■ Records ■
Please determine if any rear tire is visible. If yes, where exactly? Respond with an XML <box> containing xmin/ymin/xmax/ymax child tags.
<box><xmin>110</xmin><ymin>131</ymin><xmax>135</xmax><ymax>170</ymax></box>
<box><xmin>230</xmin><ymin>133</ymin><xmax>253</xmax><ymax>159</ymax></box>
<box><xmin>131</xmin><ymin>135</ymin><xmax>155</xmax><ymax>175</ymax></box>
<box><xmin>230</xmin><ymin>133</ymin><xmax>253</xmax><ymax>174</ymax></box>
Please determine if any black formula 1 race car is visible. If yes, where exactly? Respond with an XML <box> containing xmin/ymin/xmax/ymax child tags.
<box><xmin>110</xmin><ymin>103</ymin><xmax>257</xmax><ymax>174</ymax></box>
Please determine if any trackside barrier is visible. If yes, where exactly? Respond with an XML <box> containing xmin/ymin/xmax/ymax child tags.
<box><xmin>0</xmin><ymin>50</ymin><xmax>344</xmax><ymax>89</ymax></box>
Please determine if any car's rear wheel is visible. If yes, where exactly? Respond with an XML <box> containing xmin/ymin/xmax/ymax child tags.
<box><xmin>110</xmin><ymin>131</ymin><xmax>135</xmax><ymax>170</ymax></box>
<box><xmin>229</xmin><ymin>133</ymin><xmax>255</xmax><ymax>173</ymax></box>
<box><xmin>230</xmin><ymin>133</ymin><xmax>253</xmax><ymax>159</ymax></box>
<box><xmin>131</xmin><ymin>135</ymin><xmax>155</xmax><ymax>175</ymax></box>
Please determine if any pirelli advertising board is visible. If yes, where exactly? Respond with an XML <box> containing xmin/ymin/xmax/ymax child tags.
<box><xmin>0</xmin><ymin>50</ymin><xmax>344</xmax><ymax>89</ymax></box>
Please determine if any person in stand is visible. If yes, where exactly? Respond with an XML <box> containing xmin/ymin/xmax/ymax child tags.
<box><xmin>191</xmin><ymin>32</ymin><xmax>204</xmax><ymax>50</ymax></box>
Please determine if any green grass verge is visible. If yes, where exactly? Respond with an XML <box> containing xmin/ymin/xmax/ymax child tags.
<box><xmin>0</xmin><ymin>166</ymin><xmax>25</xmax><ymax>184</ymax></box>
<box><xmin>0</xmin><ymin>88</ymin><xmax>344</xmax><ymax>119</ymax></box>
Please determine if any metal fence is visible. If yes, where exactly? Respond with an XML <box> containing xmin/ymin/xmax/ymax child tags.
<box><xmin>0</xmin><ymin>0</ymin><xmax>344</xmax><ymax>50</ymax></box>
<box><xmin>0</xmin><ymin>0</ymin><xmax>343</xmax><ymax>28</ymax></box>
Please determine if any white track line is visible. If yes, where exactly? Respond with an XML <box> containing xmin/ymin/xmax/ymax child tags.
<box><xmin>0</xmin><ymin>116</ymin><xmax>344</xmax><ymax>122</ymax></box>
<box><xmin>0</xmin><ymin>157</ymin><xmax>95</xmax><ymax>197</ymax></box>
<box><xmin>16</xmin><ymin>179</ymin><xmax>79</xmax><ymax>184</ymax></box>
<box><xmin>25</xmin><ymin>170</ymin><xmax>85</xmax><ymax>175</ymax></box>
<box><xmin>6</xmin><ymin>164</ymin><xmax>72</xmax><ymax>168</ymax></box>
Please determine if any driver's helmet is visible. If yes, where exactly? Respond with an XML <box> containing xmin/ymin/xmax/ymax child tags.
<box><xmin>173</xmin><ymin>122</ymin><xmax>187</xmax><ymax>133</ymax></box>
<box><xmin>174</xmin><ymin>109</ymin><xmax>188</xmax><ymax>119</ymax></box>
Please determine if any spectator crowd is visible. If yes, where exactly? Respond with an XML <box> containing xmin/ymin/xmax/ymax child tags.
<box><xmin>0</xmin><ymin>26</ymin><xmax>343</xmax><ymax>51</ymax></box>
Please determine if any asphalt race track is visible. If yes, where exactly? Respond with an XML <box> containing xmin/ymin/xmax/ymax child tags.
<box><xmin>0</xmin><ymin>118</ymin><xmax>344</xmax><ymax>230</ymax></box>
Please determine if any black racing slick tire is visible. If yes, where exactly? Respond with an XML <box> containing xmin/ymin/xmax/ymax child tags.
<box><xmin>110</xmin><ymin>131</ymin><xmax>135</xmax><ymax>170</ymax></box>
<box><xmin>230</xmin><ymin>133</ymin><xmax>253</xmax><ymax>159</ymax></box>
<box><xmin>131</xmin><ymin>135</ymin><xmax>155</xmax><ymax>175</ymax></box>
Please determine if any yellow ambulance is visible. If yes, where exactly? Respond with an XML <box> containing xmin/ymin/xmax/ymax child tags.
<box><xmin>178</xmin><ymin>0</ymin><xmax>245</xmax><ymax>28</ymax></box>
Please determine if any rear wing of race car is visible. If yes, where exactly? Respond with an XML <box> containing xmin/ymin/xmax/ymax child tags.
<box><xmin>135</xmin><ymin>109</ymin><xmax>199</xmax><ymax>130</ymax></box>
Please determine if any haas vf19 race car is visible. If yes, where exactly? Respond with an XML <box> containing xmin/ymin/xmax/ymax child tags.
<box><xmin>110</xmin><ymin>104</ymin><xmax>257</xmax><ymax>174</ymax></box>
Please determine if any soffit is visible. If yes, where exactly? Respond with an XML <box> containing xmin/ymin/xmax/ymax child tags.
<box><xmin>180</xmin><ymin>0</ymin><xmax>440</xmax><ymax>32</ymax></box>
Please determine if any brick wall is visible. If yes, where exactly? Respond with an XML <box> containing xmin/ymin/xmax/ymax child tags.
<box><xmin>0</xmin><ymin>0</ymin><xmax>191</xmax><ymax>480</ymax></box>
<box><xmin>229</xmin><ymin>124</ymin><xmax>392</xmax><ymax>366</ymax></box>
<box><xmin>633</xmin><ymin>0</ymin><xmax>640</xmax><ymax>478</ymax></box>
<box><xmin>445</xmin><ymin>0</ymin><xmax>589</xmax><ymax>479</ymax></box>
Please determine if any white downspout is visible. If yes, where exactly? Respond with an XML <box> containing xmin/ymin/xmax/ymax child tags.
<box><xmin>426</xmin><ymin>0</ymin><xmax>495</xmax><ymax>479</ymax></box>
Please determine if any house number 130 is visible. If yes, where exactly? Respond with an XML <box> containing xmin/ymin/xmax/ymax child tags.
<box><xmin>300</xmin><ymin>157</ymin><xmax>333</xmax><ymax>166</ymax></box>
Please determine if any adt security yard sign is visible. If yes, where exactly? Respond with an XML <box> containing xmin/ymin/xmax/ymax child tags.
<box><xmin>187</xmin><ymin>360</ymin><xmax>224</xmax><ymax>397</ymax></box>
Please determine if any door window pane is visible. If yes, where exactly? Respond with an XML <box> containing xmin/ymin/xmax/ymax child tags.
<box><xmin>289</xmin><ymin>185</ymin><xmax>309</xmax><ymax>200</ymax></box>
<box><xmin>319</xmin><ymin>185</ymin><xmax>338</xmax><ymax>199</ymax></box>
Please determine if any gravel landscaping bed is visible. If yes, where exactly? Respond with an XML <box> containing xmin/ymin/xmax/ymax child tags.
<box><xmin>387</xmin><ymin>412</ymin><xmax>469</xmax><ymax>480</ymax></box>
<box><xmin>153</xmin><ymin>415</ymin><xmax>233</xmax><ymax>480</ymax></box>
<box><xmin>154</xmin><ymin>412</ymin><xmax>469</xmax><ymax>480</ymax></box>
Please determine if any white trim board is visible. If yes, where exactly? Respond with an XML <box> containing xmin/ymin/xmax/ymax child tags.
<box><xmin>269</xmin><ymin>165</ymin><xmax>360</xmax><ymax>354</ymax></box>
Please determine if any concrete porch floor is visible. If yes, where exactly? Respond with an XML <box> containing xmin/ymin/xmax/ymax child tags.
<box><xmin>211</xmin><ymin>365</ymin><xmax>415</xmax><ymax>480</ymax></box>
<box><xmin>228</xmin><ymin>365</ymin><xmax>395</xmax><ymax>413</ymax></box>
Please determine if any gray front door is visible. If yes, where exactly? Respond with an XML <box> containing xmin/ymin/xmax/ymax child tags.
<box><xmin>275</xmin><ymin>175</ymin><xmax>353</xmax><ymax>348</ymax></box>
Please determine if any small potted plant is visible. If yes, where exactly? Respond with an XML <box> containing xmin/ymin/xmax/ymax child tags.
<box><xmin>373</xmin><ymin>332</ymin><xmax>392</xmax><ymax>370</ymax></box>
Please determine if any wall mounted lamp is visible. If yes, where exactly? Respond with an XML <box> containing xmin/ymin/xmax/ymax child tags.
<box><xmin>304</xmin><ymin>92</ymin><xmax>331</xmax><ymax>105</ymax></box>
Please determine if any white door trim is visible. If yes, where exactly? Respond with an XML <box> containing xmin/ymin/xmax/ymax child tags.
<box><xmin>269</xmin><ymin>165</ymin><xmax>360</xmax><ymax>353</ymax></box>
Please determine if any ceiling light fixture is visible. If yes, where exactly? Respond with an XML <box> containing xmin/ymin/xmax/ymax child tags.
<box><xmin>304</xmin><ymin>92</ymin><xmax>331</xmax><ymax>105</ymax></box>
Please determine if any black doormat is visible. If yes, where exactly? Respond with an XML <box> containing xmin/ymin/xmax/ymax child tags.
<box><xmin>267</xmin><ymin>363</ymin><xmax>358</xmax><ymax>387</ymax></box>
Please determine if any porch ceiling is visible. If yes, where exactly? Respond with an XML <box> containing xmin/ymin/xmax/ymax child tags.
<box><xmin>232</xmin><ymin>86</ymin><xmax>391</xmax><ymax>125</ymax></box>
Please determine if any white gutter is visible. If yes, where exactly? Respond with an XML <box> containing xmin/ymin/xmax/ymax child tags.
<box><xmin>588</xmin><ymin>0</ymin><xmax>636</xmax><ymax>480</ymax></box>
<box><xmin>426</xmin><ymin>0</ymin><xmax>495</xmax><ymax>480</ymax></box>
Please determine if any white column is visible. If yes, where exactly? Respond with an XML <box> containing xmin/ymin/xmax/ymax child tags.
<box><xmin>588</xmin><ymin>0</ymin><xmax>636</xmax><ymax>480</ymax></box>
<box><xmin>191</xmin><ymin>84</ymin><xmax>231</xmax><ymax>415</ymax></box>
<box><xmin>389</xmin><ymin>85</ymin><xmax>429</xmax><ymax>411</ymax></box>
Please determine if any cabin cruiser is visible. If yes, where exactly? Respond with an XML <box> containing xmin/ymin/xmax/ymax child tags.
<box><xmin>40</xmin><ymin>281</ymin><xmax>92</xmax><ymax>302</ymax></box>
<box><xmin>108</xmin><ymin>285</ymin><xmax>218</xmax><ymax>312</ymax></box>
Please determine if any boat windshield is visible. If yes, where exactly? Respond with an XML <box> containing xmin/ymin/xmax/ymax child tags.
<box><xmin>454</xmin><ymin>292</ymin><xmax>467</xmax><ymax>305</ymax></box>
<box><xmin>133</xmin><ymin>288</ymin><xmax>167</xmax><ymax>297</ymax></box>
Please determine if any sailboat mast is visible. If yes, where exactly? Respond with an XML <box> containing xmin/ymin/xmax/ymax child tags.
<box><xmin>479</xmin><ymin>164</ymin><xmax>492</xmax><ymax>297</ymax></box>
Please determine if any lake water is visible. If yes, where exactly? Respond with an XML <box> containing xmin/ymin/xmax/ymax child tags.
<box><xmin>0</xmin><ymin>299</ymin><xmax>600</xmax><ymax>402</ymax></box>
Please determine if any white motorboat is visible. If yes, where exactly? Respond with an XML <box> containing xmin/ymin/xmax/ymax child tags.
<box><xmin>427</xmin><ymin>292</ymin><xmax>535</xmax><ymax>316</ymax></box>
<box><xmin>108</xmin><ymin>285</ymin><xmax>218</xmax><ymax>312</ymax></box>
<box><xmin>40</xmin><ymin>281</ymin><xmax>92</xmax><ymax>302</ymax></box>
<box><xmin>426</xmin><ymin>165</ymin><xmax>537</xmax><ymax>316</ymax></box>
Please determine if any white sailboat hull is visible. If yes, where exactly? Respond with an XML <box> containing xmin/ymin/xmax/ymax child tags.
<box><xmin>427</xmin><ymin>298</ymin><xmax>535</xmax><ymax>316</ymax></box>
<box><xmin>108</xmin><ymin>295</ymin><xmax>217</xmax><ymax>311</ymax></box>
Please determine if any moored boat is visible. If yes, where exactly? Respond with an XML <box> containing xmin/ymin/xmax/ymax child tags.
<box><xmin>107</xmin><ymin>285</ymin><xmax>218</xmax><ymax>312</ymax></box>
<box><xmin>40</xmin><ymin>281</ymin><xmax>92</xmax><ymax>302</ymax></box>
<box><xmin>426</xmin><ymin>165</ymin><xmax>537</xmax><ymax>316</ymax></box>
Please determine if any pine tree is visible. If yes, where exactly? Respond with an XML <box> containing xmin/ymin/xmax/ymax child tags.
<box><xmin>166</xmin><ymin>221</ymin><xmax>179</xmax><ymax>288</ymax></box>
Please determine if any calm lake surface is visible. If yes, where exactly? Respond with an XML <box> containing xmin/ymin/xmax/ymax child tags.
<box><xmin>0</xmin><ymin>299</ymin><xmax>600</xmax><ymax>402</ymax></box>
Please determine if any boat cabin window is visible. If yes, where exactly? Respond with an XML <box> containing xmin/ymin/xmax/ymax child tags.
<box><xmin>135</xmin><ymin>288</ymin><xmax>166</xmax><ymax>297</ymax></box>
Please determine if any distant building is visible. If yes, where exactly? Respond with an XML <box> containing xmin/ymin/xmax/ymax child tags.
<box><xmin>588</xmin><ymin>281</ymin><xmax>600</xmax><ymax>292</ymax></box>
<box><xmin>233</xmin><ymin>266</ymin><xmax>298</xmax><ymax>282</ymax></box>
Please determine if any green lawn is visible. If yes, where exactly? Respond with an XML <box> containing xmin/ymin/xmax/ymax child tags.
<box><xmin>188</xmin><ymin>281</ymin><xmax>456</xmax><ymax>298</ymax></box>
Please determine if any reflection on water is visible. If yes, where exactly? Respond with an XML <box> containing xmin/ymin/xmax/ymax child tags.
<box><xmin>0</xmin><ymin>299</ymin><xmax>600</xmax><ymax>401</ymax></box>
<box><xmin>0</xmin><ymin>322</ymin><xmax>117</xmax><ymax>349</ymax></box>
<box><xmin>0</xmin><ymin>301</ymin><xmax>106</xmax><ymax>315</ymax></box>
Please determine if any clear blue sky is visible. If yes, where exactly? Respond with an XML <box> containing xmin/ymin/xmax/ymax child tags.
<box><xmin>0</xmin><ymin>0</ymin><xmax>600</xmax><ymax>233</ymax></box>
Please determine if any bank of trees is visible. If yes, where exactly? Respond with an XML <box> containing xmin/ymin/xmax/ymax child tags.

■ What you should do ■
Render the material, from the line containing "Please determine if any pine" through the end of the material, as a Markdown table with the columns Row and Line. Give each line its own numbered row and omit any blank lines.

■ Correct response ■
| Row | Line |
|---|---|
| 1 | Please determine if any pine tree is visible. If yes, where exactly? Respond with an XML <box> containing xmin/ymin/xmax/ymax child tags. |
| 2 | <box><xmin>166</xmin><ymin>221</ymin><xmax>179</xmax><ymax>288</ymax></box> |
| 3 | Please determine if any calm lake surface is visible. If yes, where exactly? Respond with an XML <box> containing xmin/ymin/xmax/ymax child tags. |
| 4 | <box><xmin>0</xmin><ymin>299</ymin><xmax>600</xmax><ymax>402</ymax></box> |
| 5 | Please determine if any boat cabin window is visible. If yes, where exactly? Respond with an XML <box> containing xmin/ymin/xmax/ymax child tags. |
| 6 | <box><xmin>135</xmin><ymin>288</ymin><xmax>166</xmax><ymax>297</ymax></box> |
| 7 | Please determine if any distant building is visible. If yes, where exactly? Respond with an XML <box> containing xmin/ymin/xmax/ymax child tags. |
| 8 | <box><xmin>588</xmin><ymin>281</ymin><xmax>600</xmax><ymax>292</ymax></box> |
| 9 | <box><xmin>233</xmin><ymin>266</ymin><xmax>298</xmax><ymax>282</ymax></box> |
| 10 | Please determine if any green lawn is visible. If yes, where exactly? Respond with an XML <box> containing xmin/ymin/xmax/ymax child tags. |
| 11 | <box><xmin>188</xmin><ymin>281</ymin><xmax>456</xmax><ymax>298</ymax></box> |
| 12 | Please determine if any reflection on water is visible. If yes, where exactly? Respond with an XML <box> containing xmin/ymin/xmax/ymax child tags. |
| 13 | <box><xmin>0</xmin><ymin>299</ymin><xmax>600</xmax><ymax>401</ymax></box> |
| 14 | <box><xmin>0</xmin><ymin>322</ymin><xmax>117</xmax><ymax>349</ymax></box> |
| 15 | <box><xmin>0</xmin><ymin>301</ymin><xmax>106</xmax><ymax>315</ymax></box> |
| 16 | Please determine if any clear blue sky is visible. If yes, where exactly? Respond with an XML <box> containing xmin/ymin/xmax/ymax child tags. |
| 17 | <box><xmin>0</xmin><ymin>0</ymin><xmax>600</xmax><ymax>233</ymax></box> |
| 18 | Please determine if any bank of trees is visible. If yes, where exactly? Respond with an XML <box> containing xmin/ymin/xmax/ymax child tags. |